The first 90 percent of the code accounts for the first 90 percent of the development time. The remaining 10 percent of the code accounts for the other 90 percent of the development time.
— Tom Cargill, Bell Labs
Over the past few months we have been hard at work fixing a lot of bugs and performance issues for our upcoming “global” update. We are not done just yet but are getting closer.
In the spirit of transparency, we decided to give you an official update on where we stand and what to expect for the next few months.
The first 90%
“Global” represents a big change for us. Infinite Flight started as a hobby project many years ago and evolved into a full featured flight simulator with multiplayer and ATC, something that no other simulator (desktop or mobile) offers natively. During this journey, we took many shortcuts in order to iterate quickly and do our best to meet the demands of a growing audience.
For “global”, we had to revamp a lot of code due in parts to those shortcuts we took but also to some decisions we made a while back when we were young and stupid. ;)
All of this work is more or less done. At this point we can say that the global update is “feature complete” meaning that most features we needed for global are done and most issues introduced by supporting a full scale planetary terrain (instead of flat small regions) have been solved.
The other 90%
The biggest roadblocks at this point are performance and memory consumption. Simulating a full scale Earth with accurate topography and 15m satellite imagery takes a lot of memory (RAM) which can cause the app to crash after a little while if we are not careful (the app itself doesn’t crash, the OS automatically kills apps that use too much memory). We currently still have a lot of issues on devices that have less than 2GB or RAM but are working hard to solve those.
About performance, there are still many optimizations we need to do, especially on Android. Recent iOS devices (< 2 years old) seem to be very stable but we still have to improve some bits to make sure we don’t kill your battery. :)
One solution we put in place is to offer a few different rendering quality levels; the pictures we have posted so far are usually from the highest quality with full atmospheric effects.
Our “Low” quality settings are closer to what we currently have in the version that is in the App Store (with satellite imagery instead of repeated textures).
Those quality settings are something that we will continue to optimize down the road as we find better techniques that fit in our performance budget.
Low/Medium Quality Rendering (simplified atmospheric scattering simulation):
High Quality Rendering (full atmospheric scattering simulation):
But really, when is the update?

• _Directions for this task_:
Rewrite the passage of the Infinite Flight update post that begins at the words "One solution we" and stops after "our performance budget.", replacing "quality settings" with "graphics settings".

• _Given records_:

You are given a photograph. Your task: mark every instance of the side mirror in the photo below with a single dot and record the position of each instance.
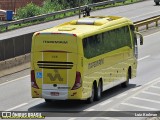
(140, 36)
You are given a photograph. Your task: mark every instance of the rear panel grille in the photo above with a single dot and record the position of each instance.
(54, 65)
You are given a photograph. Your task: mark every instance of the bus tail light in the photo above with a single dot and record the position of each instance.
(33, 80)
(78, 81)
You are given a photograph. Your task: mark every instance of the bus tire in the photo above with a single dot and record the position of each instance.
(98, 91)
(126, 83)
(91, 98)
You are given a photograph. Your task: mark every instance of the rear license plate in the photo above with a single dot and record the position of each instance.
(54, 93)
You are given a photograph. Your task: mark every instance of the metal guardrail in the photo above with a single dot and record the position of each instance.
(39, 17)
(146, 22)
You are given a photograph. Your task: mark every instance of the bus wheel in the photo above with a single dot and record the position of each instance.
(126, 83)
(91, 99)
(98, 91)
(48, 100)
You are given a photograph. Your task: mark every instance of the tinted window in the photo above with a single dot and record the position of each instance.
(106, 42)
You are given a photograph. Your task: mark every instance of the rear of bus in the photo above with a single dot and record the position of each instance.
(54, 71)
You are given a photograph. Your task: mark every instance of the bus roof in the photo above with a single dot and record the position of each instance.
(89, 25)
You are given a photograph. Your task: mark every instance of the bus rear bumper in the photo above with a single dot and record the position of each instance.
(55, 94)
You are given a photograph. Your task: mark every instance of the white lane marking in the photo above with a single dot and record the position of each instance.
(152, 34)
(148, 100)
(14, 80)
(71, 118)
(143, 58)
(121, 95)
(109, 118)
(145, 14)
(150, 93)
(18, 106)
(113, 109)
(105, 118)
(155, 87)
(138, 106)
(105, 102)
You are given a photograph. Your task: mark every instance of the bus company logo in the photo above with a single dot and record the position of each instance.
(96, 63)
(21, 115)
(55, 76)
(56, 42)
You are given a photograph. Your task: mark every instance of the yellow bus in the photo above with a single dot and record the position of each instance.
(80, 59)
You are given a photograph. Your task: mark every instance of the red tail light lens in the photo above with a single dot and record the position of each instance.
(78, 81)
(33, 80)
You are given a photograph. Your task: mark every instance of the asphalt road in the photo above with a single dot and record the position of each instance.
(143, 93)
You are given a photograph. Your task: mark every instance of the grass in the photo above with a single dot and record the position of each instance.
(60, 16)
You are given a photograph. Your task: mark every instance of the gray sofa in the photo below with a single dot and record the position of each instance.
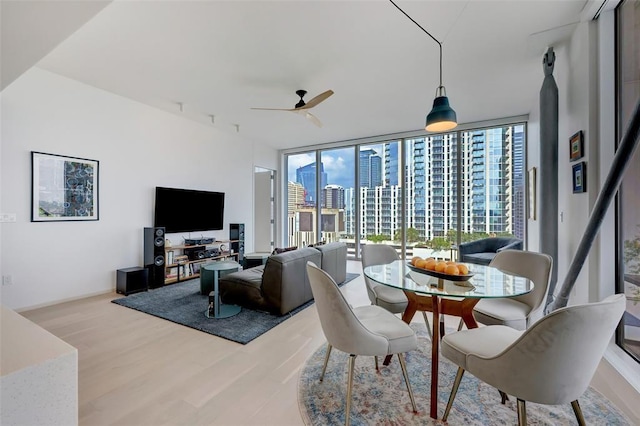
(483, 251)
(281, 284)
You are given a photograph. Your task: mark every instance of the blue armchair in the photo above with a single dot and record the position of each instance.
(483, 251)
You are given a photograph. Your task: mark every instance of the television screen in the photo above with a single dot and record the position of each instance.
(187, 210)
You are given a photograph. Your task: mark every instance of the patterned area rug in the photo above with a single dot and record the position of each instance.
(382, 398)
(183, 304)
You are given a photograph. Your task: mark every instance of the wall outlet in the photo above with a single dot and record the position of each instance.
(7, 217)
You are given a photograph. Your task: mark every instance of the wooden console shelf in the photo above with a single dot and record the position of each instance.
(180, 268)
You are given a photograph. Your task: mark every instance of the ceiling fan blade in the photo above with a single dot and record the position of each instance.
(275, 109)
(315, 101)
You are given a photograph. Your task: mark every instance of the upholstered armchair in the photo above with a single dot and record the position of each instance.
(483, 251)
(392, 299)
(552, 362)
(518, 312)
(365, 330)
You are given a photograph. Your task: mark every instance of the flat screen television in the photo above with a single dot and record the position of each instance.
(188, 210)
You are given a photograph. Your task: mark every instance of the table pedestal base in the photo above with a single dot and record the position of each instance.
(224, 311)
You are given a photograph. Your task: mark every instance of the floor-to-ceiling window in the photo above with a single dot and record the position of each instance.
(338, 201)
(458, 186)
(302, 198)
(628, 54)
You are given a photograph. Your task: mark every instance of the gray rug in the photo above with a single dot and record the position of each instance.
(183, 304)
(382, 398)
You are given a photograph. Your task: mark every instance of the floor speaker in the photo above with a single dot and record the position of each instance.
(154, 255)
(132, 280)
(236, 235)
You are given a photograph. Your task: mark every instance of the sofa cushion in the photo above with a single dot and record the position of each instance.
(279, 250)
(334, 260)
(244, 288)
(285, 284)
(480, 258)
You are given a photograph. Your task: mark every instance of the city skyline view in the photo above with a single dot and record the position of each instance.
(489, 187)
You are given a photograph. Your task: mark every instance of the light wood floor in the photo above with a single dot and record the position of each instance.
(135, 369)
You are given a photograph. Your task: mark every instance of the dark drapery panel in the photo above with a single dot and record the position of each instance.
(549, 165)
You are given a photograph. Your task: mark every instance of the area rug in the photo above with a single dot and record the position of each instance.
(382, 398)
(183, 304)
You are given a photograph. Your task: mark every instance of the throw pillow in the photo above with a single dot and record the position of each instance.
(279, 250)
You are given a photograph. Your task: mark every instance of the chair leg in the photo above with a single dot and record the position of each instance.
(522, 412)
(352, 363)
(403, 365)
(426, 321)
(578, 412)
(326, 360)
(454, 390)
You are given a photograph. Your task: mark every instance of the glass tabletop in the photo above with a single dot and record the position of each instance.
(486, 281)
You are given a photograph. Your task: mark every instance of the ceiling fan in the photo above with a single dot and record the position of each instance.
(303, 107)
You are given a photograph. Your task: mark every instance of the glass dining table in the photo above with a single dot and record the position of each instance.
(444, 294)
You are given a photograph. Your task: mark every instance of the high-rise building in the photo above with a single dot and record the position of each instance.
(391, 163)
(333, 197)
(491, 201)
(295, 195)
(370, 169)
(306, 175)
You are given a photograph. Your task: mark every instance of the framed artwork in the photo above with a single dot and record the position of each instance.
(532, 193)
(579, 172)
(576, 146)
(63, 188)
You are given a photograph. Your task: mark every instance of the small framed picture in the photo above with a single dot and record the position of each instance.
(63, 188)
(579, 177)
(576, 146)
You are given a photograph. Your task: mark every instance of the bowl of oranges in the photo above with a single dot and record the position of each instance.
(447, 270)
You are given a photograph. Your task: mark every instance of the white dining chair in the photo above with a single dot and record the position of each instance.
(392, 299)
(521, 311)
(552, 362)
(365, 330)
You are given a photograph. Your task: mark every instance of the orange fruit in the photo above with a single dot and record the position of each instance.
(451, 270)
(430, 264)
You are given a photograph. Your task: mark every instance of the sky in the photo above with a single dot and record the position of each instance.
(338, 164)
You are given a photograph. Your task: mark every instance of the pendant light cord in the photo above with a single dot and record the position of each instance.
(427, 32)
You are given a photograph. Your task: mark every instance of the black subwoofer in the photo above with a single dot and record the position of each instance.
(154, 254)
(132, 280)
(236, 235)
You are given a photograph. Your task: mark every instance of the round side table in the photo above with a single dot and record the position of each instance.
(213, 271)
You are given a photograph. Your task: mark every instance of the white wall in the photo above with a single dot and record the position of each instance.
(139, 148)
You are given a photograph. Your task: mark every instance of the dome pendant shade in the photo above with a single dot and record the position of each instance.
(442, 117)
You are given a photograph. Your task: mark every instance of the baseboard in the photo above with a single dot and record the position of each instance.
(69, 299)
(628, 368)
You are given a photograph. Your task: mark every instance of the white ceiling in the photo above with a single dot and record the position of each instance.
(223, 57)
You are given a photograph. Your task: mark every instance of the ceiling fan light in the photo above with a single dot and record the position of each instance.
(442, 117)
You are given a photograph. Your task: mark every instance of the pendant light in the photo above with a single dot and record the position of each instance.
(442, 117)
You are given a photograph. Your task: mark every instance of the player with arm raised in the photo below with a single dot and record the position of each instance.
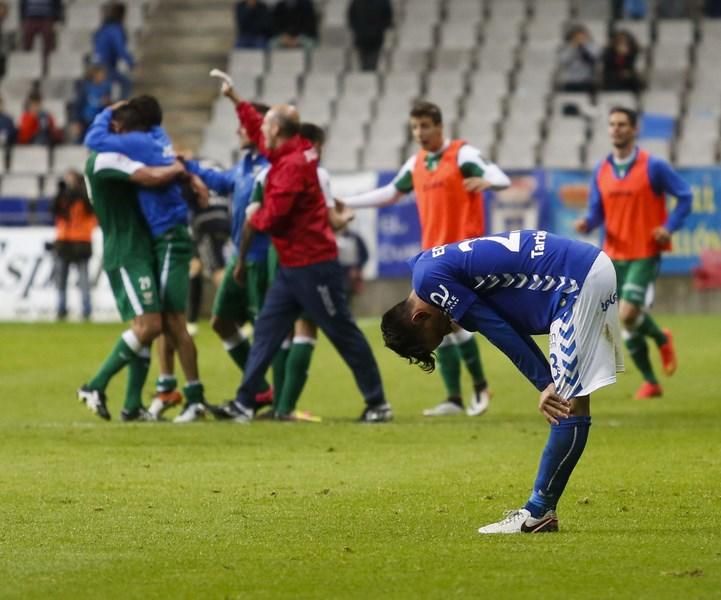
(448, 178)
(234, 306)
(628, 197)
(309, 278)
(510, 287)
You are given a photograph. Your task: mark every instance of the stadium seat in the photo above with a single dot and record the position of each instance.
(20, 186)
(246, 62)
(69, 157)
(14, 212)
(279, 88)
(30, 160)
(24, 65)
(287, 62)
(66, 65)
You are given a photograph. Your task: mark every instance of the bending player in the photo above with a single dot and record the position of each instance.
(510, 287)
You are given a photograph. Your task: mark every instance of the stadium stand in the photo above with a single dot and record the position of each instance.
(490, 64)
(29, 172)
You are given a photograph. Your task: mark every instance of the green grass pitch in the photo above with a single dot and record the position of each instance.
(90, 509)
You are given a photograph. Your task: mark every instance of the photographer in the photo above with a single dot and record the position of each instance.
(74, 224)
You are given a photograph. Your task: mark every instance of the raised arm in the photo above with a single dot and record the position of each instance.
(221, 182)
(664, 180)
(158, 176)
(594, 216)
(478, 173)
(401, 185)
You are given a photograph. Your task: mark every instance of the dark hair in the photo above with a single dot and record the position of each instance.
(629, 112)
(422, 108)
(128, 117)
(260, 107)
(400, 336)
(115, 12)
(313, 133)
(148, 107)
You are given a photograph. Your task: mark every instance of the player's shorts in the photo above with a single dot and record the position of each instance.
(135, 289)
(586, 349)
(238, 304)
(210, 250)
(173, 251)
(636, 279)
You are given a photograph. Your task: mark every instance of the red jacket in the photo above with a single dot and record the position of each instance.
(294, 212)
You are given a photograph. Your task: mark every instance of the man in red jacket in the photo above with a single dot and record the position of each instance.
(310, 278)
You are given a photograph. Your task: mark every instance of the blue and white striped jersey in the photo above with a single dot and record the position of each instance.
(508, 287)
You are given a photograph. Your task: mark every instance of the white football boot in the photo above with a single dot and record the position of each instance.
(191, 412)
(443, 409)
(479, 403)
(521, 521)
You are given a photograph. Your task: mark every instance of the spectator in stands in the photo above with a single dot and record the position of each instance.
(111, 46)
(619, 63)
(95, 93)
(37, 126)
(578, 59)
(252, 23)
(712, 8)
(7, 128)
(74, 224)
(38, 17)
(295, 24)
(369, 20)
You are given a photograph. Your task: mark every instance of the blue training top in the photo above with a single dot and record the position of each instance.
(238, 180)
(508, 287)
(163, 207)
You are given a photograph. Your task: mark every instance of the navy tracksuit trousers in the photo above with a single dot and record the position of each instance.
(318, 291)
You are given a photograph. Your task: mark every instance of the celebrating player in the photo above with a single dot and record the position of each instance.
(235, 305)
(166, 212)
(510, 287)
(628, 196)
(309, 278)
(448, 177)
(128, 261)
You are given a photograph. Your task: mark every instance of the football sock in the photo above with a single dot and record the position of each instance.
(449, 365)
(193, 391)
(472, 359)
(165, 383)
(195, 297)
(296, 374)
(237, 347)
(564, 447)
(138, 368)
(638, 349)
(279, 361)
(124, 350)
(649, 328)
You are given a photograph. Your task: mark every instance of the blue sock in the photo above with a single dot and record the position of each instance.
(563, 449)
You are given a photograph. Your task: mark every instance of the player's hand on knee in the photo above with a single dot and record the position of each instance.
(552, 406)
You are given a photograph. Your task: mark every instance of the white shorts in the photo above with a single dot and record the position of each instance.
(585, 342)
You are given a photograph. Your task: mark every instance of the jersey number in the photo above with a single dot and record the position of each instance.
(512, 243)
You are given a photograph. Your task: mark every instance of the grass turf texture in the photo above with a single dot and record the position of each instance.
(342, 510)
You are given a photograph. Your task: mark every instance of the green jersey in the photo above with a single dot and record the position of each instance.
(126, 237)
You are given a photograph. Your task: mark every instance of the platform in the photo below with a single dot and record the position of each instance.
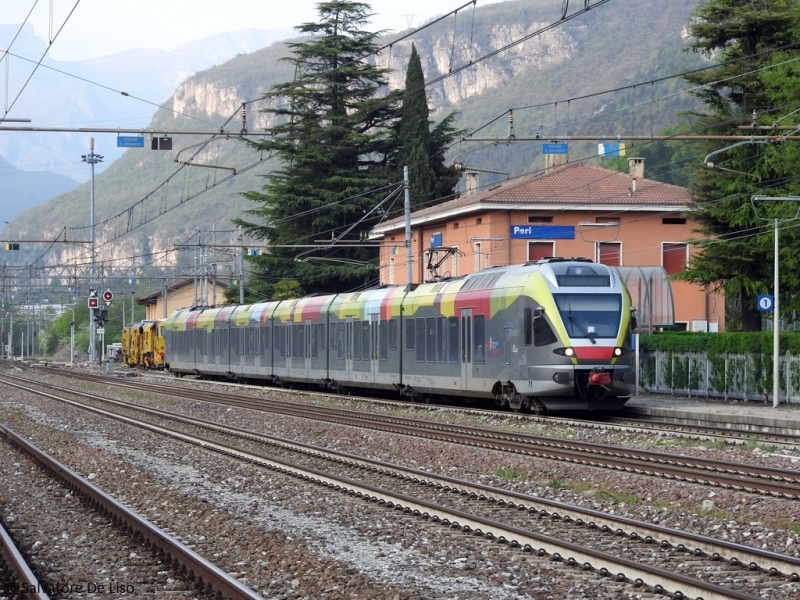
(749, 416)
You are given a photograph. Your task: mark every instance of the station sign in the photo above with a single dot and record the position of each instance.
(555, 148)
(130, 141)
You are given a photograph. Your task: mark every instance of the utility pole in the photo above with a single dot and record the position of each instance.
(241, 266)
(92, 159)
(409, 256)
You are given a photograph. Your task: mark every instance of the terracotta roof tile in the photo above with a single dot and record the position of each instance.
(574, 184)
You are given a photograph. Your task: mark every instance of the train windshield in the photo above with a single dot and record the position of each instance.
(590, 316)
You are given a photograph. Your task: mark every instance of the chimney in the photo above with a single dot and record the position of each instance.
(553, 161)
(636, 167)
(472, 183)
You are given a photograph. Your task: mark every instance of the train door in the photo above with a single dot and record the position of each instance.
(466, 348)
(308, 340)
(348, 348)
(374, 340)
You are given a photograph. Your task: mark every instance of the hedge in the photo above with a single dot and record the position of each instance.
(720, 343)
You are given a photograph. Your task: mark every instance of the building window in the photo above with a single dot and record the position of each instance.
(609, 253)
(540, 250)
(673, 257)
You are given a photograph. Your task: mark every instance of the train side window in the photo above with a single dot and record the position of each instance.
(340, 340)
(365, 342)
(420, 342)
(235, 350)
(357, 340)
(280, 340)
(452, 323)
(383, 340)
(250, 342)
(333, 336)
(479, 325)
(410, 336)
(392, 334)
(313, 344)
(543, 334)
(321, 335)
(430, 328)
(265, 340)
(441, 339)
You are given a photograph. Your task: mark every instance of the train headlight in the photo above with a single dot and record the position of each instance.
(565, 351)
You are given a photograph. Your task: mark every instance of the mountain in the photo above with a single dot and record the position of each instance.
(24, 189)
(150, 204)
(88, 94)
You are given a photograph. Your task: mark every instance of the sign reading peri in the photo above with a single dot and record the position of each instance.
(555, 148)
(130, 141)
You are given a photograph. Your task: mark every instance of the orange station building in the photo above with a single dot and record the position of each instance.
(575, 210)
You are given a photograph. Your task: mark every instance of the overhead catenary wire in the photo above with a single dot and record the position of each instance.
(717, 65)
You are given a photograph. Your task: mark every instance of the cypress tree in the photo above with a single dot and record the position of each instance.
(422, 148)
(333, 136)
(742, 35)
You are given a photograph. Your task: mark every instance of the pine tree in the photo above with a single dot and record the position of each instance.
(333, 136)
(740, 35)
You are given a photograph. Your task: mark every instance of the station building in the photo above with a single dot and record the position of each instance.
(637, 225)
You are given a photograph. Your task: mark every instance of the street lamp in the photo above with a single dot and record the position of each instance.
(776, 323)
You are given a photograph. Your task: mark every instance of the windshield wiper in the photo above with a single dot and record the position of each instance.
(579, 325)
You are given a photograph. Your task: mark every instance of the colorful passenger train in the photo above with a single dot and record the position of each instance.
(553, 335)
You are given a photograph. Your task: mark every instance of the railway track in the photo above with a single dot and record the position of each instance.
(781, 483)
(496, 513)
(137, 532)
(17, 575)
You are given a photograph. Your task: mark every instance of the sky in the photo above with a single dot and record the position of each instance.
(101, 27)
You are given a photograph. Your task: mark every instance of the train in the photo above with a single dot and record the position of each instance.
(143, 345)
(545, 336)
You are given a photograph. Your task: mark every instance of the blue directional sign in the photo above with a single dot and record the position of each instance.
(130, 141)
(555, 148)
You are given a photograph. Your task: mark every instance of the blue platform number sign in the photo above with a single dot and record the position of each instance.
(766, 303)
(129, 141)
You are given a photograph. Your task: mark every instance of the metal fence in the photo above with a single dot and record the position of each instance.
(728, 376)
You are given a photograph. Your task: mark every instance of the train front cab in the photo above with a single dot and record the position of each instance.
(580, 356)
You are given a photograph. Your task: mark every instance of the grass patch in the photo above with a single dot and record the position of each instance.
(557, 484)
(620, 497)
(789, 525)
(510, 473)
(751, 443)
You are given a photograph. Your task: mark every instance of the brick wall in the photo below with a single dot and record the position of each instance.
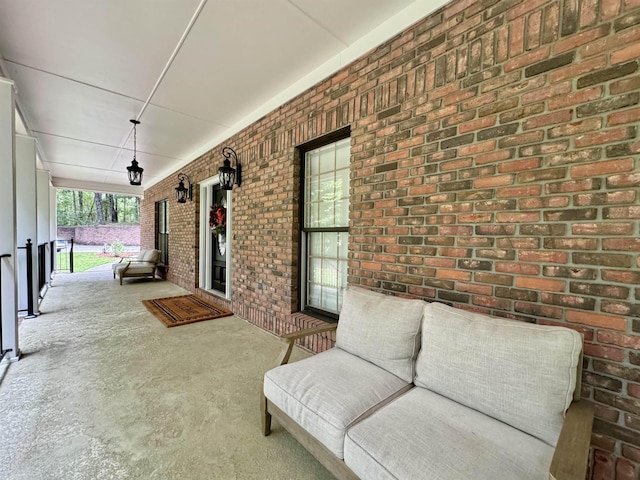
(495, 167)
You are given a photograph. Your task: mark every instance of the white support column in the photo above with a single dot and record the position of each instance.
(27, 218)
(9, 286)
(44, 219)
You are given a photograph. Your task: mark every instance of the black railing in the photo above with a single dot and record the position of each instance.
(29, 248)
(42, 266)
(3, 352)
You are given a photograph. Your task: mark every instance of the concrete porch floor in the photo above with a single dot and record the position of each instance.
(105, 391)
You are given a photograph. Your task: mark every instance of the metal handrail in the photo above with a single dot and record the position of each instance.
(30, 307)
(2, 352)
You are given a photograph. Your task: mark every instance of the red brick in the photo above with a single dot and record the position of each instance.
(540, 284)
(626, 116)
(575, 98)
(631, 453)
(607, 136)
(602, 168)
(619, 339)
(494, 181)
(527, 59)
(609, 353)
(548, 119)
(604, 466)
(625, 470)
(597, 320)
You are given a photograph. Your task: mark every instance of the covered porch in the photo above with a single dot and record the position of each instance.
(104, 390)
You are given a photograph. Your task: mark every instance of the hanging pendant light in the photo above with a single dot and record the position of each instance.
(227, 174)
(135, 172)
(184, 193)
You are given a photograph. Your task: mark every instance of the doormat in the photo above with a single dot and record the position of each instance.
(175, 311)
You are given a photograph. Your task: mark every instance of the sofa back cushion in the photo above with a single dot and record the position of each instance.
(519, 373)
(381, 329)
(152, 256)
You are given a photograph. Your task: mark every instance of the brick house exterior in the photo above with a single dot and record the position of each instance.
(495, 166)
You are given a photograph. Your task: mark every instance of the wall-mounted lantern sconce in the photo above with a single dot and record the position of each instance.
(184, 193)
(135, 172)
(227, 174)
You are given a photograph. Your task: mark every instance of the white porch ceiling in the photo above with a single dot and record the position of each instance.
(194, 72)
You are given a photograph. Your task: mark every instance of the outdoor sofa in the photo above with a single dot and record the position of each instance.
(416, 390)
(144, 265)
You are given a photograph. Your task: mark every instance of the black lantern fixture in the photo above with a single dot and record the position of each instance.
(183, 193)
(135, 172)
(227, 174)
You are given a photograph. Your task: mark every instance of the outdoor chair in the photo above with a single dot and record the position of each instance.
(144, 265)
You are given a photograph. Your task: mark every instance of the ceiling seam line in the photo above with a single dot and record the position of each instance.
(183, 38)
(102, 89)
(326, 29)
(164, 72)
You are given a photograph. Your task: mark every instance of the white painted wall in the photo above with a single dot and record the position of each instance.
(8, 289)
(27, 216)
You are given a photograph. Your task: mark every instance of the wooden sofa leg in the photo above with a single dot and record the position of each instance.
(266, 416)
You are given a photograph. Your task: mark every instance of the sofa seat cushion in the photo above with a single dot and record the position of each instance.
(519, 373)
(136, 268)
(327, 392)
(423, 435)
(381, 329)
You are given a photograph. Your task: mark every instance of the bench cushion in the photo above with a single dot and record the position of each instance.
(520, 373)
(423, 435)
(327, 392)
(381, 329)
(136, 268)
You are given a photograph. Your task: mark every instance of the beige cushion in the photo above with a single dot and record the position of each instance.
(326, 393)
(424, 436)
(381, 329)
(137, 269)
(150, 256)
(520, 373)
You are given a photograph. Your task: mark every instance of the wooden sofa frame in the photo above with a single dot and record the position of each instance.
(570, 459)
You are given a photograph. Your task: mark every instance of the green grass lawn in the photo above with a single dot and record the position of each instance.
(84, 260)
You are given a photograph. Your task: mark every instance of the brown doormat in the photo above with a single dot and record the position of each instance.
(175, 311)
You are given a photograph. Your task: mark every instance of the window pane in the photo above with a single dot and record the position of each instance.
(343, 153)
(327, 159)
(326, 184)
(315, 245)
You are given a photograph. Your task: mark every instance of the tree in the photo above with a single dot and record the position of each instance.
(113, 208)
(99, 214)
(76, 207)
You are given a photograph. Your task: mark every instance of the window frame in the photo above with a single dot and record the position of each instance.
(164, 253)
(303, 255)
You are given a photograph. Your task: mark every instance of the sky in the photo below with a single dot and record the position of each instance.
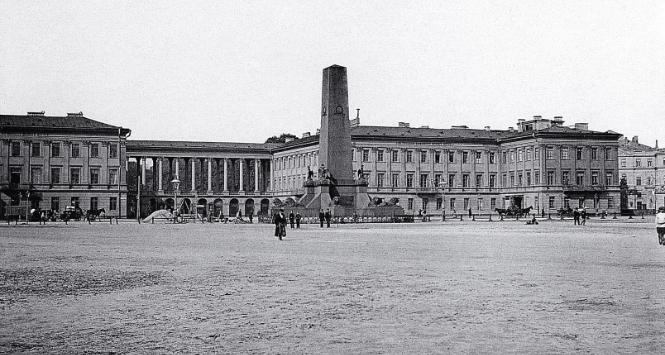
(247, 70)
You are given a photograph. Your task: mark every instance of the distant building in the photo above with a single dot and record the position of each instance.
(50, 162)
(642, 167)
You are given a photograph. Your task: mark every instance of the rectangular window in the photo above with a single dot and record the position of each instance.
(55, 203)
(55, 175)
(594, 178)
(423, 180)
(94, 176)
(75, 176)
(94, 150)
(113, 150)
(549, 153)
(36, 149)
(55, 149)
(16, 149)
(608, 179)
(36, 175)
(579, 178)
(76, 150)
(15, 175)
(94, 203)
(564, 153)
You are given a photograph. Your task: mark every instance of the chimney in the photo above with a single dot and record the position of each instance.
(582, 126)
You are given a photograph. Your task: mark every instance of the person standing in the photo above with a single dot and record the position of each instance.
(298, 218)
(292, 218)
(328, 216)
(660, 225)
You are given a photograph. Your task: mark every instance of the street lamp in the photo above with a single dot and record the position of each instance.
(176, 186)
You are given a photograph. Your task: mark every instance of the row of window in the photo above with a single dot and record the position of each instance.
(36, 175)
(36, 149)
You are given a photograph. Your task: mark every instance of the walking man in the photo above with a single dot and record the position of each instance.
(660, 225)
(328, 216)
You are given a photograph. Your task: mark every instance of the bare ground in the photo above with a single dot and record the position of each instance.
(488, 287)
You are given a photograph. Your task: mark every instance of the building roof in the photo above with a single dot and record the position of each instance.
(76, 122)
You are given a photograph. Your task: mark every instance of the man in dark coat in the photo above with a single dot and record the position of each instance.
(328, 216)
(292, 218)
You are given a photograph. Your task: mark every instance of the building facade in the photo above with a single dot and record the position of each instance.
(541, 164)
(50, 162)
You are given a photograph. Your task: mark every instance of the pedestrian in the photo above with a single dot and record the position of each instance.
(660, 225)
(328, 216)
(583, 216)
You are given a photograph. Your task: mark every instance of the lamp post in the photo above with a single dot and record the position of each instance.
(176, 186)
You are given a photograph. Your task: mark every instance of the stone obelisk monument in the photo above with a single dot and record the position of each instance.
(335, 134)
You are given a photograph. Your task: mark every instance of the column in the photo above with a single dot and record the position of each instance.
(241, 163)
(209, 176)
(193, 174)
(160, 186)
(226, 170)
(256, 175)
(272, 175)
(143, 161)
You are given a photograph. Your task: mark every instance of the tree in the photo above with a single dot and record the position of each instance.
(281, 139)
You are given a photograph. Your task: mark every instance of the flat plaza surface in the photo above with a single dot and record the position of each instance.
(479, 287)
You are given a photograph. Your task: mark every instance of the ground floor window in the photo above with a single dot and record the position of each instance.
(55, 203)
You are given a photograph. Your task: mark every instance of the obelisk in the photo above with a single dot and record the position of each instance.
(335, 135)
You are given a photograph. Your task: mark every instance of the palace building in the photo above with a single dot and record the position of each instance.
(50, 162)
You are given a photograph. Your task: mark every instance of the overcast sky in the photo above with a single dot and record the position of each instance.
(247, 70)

• _Result for this exercise_:
One solution we put in place is to offer a few different rendering quality levels; the pictures we have posted so far are usually from the highest quality with full atmospheric effects.
Our “Low” graphics settings are closer to what we currently have in the version that is in the App Store (with satellite imagery instead of repeated textures).
Those graphics settings are something that we will continue to optimize down the road as we find better techniques that fit in our performance budget.